(Dataset entries)
┄┄┄┄┄┄┄┄┄┄┄┄┄┄┄┄┄┄┄┄

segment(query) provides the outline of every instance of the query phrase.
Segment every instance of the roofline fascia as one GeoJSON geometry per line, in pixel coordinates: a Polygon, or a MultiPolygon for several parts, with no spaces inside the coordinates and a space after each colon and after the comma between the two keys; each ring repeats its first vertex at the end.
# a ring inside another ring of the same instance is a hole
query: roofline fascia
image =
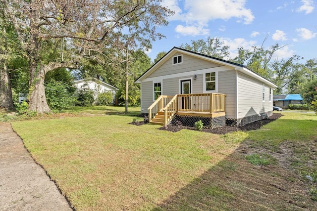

┄┄┄┄┄┄┄┄┄┄┄┄┄┄┄┄┄┄┄┄

# Stated goal:
Please rewrite the items above with "roofline fascia" swapped for "rain gutter" wherever it appears, leaving everything else unchanged and the pictures out.

# Correct answer:
segment(query) provides the outline of every instance of the query phrase.
Segment every instance of the rain gutter as one GeoJSON geometry per line, in pixel coordinates: a Polygon, or a MultiPolygon for several parts, with no spaces inside the coordinates and a space after each colon and after the comma between the two keys; each ring repeats its first vertex at the end.
# a ring inside another ring of the same instance is a hole
query: rain gutter
image =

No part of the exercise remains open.